(Excerpt)
Segment Open

Rice: 6th Generation Louisiana Grower Named Rice Farmer of the Year

Vermilion Parish rice farmer Christian Richard, left, was honored at the 2017 USA Rice Outlook Conference in San Antonio, Texas. Also pictured are Chuck Wilson, of Arkansas, retired director of the Rice Foundation and the Rice Leadership Development Program, who received the Lifetime Achievement Award. At right is Xueyan Sha, former LSU AgCenter rice breeder and now with the University of Arkansas, who received the Rice Industry Award. Photo by Bruce Schultz/LSU AgCenter

Christian Richard, a sixth-generation farmer from Vermilion Parish, was honored Dec. 11 as the 2017 Rice Farmer of the Year at the USA Rice Outlook Conference.

In addition, former LSU AgCenter rice breeder Xueyan Sha was honored with the Rice Industry Award, and LSU AgCenter rice breeder Adam Famoso was one of seven individuals selected for the 2018 Rice Leadership Development Class.

Richard, who farms rice, crawfish and soybeans in Vermilion Parish, said he feels honored to be involved with the rice industry.

“I owe every one of you in this room a great deal of gratitude for helping me become more involved, more educated and simply, a better rice farmer,” Richard said. “This industry is like one big family. And while sometimes we disagree, we are all fighting for a better, stronger rice industry.”

Richard credited his parents and recognized his wife, Julie, for her support. “You deserve to be up here as much if not more than me,” he said.

Sha said he came to the U.S. from China 23 years ago, and he thanked farmers for supporting his work. “You made it possible for me to make a living doing what I like to do,” he said.

He recognized Steve Linscombe, former director of the LSU AgCenter H. Rouse Caffey Rice Research Station, as his mentor and role model.

Sha worked at the LSU AgCenter from 2000 to 2012, where he developed 20 long-grain, medium-grain and aromatic rice varieties, including the aromatic Jazzman and medium-grain Jupiter.

Segment Closed

Stored data:

Segment Open

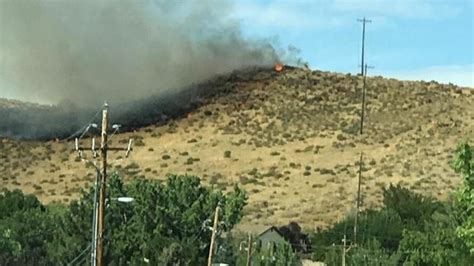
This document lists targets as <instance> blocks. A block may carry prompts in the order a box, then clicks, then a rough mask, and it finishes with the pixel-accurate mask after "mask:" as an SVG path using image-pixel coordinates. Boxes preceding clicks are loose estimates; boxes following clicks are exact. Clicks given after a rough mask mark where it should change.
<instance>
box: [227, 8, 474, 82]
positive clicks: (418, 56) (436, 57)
mask: <svg viewBox="0 0 474 266" xmlns="http://www.w3.org/2000/svg"><path fill="white" fill-rule="evenodd" d="M233 3H234V5H235V13H233V15H232V16H233V17H234V18H235V19H236V20H238V21H239V23H240V24H241V25H242V31H243V34H244V35H245V36H248V37H252V36H269V37H271V38H275V39H277V40H278V42H279V43H280V45H281V46H287V45H293V46H295V47H297V48H299V49H300V50H301V57H302V58H303V59H304V60H306V61H307V62H308V63H309V65H310V67H311V68H312V69H320V70H325V71H335V72H343V73H357V72H360V67H359V65H360V64H361V39H362V23H360V22H358V21H357V19H360V18H363V17H366V18H367V19H370V20H371V23H367V24H366V39H365V55H366V56H365V58H366V59H365V61H366V63H367V64H368V65H370V66H373V67H374V69H369V70H368V75H369V76H370V75H382V76H387V77H395V78H399V79H406V80H427V81H430V80H436V81H439V82H443V83H449V82H451V83H454V84H457V85H462V86H470V87H474V68H473V66H474V53H473V52H474V48H473V47H474V43H473V42H474V29H473V27H474V26H473V25H474V0H425V1H423V0H292V1H291V0H253V1H252V0H233Z"/></svg>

Segment Closed

(Assigned task A)
According to the rice award article, what does Christian Richard farm in Vermilion Parish?
(Assigned task B)
Write out the rice award article from "Christian Richard, a" up to and including "Rice Outlook Conference.".
These records are separate from the rice award article.

(Worked solution A)
Rice, crawfish and soybeans.

(Worked solution B)
Christian Richard, a sixth-generation farmer from Vermilion Parish, was honored Dec. 11 as the 2017 Rice Farmer of the Year at the USA Rice Outlook Conference.